§ Exercise brief
Write each line word for word, from the line that contains "[tag] thin tree trunk: a pin per instance" through the last line of the material below.

[Stored entries]
★ ★ ★

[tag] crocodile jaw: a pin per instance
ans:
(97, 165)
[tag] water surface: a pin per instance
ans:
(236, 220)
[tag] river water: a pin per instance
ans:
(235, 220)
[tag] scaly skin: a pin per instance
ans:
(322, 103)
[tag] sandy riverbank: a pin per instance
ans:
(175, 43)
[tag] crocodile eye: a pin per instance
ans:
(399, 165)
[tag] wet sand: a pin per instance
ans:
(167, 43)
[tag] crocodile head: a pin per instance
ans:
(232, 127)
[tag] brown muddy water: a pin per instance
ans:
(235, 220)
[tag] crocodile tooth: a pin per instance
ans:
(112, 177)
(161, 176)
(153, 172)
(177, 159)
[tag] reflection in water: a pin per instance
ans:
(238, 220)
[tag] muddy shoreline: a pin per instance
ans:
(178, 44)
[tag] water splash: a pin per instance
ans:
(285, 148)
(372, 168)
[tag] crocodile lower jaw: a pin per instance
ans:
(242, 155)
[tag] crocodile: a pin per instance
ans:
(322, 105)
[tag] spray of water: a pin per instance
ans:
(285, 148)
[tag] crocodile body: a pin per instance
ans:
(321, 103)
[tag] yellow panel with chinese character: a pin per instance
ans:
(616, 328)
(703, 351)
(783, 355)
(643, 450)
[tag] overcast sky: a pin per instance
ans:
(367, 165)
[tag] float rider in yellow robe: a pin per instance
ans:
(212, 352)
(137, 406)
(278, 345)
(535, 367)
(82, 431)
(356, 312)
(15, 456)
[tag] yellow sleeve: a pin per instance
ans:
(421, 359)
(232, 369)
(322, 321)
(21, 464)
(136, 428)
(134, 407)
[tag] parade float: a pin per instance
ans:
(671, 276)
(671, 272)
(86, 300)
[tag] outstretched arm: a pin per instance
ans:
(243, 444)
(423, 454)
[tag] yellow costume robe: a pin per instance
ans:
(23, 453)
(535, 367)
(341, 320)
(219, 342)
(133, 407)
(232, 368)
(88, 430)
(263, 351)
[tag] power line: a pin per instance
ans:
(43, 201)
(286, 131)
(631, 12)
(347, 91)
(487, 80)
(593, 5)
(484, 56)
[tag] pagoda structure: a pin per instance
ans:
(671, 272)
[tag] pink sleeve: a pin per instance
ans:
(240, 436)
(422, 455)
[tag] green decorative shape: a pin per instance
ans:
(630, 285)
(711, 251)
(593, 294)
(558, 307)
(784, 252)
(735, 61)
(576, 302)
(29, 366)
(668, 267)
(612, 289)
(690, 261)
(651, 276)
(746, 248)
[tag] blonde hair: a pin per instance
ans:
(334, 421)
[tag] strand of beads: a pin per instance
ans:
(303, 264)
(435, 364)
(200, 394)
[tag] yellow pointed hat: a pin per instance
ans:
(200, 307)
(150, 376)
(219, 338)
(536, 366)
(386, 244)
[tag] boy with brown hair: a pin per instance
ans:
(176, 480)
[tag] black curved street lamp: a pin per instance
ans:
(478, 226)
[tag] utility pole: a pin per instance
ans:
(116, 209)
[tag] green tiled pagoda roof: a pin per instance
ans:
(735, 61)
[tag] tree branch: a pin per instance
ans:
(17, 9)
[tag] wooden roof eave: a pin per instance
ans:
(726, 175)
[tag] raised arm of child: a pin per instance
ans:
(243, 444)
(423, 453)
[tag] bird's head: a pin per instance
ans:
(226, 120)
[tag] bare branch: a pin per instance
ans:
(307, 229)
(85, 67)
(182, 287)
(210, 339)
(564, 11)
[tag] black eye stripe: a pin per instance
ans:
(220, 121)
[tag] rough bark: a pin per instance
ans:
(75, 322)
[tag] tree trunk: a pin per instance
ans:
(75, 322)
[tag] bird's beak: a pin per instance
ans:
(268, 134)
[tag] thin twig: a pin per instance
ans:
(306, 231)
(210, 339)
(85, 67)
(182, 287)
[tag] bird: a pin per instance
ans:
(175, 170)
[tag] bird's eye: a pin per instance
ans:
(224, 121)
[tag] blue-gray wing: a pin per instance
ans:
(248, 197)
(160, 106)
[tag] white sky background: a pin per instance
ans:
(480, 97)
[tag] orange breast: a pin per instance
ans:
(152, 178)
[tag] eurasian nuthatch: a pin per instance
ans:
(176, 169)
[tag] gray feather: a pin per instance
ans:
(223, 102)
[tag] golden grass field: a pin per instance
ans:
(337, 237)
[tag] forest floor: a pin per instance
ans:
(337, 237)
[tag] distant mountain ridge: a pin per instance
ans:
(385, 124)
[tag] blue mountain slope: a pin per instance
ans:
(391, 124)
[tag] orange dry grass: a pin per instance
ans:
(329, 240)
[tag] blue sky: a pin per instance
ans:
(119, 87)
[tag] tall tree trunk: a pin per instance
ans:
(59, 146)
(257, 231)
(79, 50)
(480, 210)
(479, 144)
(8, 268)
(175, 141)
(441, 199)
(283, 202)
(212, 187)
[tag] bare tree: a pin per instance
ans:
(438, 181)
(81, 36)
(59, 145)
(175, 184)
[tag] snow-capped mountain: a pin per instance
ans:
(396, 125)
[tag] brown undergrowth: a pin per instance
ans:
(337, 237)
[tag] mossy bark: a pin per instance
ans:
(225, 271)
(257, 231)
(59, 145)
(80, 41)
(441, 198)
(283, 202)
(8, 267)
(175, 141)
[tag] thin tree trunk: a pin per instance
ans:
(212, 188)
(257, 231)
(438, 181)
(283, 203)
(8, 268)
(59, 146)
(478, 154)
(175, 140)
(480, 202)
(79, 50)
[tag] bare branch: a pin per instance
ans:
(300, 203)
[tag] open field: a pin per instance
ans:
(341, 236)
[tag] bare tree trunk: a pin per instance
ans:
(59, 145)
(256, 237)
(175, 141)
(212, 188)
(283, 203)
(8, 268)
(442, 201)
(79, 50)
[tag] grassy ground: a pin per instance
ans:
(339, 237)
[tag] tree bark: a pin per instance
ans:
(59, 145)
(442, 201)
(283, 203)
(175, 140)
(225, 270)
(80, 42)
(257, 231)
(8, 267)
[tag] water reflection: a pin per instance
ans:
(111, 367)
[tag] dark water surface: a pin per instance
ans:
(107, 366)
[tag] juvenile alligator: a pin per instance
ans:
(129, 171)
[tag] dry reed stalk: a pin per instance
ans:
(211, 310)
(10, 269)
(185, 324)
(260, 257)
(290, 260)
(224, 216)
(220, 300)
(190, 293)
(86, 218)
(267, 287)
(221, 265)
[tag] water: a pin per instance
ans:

★ ★ ★

§ Solution
[tag] thin tree trunk: a pin per instance
ans:
(212, 188)
(257, 231)
(438, 181)
(283, 203)
(8, 268)
(59, 146)
(478, 154)
(175, 140)
(480, 202)
(79, 50)
[tag] bare branch: a pin per instance
ans:
(300, 203)
[tag] open field: a pin per instance
ans:
(341, 236)
[tag] bare tree trunk: a pin per instance
ans:
(59, 145)
(256, 237)
(175, 141)
(212, 188)
(283, 203)
(8, 268)
(442, 201)
(79, 50)
[tag] grassy ground: a pin per instance
ans:
(339, 237)
[tag] tree bark: a pin per instance
ans:
(59, 145)
(442, 201)
(283, 203)
(175, 140)
(225, 270)
(80, 42)
(257, 231)
(8, 267)
[tag] water reflection: a pin per instance
ans:
(111, 367)
[tag] dark water surface: a pin per instance
ans:
(107, 366)
[tag] juvenile alligator: a pin per instance
ans:
(129, 171)
[tag] dry reed stalk: a pin per instance
ans:
(211, 310)
(10, 269)
(185, 324)
(260, 257)
(290, 260)
(224, 216)
(220, 300)
(190, 293)
(86, 218)
(267, 287)
(221, 265)
[tag] water: a pin per instance
ans:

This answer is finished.